Recibió el premio Right Livelihood (el que llaman el Nobel alternativo) en septiembre de 2022. Semanas después, a comienzos de diciembre, se le concedió la honra del Premio Nobel de la Paz. Oleksandra Matviichuk, abogada especialista en la Defensa de Derechos Humanos, directora del Centro para la Libertades Civiles, en Kiev, oenegé fundada en 2007: en los nueve primeros meses de la guerra, el número de casos documentados de violaciones a los Derechos Humanos superaba los 26 mil. Un mes más tarde superaban los 31 mil. Durante una entrevista concedida a Guillermo Altares, el periodista le pregunta: “¿Rusia está usando la violación como un arma de guerra?”. Matviichuk: “Forma claramente parte de una táctica militar (…) Para ellos la violación es un arma especialmente eficaz, es un crimen que provoca vergüenza no solo en la víctima, sino en toda la comunidad. Es un crimen que usan para romper el lazo dentro de las comunidades”.

La violación como componente del arsenal militar. Como uso militar. Política de Estado.

El dirigido por Putin: el Estado violador.

Despacho desde Mogadiscio

Decir la-peor-sequía-en-Somalia, a-lo-largo-del-último-medio-siglo, es enunciar que el agua se volatilizó donde no la había. Que lo seco se ha resecado. Y que lo reseco está en camino de pasar a otra condición, la de un estado de lo natural —porque de naturaleza ya no es posible hablar— donde ha desaparecido hasta de las moléculas. La sed como principio unificador de los reinos.

(Entradas de identificación de ubicaciones)
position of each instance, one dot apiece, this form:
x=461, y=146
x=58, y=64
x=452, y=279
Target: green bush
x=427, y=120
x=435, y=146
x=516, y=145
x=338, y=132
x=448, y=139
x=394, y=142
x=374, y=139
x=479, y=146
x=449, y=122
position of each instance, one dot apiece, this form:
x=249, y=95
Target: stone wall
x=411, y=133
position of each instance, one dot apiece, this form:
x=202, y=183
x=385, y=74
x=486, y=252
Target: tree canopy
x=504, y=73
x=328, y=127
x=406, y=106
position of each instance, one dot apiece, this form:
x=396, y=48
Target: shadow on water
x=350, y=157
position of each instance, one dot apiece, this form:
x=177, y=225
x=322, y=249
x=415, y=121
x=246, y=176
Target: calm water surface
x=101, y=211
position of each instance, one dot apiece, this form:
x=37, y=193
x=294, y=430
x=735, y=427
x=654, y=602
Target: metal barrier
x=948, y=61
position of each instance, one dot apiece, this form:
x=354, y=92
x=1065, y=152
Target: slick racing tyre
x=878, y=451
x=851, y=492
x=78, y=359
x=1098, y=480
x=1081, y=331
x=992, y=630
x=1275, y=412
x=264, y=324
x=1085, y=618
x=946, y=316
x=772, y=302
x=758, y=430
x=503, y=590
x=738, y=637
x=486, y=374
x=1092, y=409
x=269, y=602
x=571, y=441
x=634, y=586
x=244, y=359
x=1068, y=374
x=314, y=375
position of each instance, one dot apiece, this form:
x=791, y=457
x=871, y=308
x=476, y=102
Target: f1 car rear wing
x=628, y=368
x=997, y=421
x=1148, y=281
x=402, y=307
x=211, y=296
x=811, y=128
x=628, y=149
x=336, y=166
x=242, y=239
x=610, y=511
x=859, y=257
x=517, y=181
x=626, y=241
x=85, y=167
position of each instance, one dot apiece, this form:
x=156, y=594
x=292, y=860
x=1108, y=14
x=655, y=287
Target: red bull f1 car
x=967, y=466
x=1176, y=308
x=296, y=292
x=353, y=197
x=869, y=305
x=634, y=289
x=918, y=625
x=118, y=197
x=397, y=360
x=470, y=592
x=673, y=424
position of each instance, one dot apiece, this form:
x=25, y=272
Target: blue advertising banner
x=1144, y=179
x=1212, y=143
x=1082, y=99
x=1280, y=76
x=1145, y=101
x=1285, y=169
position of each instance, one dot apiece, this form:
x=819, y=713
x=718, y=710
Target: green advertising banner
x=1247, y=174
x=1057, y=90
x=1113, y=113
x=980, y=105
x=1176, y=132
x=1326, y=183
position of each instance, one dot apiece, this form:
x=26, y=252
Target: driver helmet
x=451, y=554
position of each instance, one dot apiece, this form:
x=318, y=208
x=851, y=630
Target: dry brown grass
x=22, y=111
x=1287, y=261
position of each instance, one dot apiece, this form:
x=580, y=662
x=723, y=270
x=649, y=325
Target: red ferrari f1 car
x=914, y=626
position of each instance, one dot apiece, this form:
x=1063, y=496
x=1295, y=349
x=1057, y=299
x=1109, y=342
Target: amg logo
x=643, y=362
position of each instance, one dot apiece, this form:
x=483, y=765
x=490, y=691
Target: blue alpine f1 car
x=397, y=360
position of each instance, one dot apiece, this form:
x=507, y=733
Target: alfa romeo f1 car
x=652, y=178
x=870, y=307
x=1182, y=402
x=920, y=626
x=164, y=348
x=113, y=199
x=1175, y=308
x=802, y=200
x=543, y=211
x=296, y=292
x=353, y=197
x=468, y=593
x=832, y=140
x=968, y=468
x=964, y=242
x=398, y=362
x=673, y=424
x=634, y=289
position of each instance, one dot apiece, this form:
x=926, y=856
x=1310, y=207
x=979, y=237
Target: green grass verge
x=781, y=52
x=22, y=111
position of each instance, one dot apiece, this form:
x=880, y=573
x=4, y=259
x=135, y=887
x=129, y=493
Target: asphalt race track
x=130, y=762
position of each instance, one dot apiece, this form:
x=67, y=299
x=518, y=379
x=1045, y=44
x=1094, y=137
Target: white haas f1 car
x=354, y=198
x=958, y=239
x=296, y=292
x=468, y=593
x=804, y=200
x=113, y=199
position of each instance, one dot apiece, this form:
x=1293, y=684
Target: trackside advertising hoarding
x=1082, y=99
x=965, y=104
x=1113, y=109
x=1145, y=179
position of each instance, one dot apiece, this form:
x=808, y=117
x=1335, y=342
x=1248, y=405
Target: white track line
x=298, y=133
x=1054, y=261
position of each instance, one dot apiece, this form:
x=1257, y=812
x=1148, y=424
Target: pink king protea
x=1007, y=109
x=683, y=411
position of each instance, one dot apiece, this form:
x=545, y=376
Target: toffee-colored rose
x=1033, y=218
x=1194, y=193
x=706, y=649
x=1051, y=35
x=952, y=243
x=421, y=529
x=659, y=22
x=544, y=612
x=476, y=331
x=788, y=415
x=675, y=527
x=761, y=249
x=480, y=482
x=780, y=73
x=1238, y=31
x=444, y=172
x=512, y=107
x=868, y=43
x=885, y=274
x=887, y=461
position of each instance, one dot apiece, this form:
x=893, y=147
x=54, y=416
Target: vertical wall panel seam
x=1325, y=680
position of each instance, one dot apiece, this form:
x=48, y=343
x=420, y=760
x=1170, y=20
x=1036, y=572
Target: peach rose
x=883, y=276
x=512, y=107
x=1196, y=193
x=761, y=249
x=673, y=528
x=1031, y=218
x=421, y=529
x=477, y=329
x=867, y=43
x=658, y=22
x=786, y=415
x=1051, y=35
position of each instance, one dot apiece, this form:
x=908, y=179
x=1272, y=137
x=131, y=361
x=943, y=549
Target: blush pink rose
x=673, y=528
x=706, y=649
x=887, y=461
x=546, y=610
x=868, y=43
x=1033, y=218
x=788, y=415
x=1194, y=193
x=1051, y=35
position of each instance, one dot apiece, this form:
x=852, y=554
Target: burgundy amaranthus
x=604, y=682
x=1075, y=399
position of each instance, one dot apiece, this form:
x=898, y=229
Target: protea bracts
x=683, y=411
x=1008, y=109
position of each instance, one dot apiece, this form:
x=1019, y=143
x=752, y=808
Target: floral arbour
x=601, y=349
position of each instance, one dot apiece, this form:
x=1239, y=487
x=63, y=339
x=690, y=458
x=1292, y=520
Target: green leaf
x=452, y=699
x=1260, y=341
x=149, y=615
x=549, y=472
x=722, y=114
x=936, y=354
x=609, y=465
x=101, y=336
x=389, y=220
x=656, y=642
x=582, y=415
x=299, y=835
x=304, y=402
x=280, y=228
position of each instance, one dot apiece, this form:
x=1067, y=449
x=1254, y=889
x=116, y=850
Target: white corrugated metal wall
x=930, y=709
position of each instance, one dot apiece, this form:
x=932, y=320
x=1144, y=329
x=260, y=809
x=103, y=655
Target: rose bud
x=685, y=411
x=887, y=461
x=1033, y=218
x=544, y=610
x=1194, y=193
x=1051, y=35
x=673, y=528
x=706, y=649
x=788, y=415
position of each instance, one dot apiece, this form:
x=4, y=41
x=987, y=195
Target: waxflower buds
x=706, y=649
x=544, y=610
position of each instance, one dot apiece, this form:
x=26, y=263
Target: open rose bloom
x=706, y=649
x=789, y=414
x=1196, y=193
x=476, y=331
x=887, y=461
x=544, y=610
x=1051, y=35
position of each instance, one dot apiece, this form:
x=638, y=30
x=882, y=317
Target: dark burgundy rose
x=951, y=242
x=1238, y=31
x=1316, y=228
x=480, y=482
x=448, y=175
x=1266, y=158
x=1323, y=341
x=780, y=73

* EJERCICIO PROPUESTO
Continúa el fragmento del texto sobre la guerra en Ucrania y la sequía en Somalia a partir de su última oración.

* RESPUESTA AL EJERCICIO
No solo Somalia: buena parte del Cuerno de África ha terminado por secarse. Donde había paisaje ahora hay polvo. Y polvaredas. Hasta las más diminutas semillas han sido devoradas. Las familias, en el límite de sus fuerzas, ven derrumbarse a las cabras, a las vacas, a los camellos. Se quedan allí horas observando el lento final de la esperanza.

La familia asediada por el hambre y la sed no tiene elección: debe partir rumbo al campamento más próximo. Algunas entregan a sus hijas menores en casamiento a cambio de una dote que no tarda en evaporarse. Deben huir antes de que regresen las milicias de Al Qaeda a cobrar lo que ya está más allá de la capacidad humana: el impuesto, la extorsión. En la Somalia polvorienta y arrasada, el único ente intacto es la alcabala. La alcabala y los cobardes que despojan a los indefensos mientras los apuntan con el dedo en el gatillo.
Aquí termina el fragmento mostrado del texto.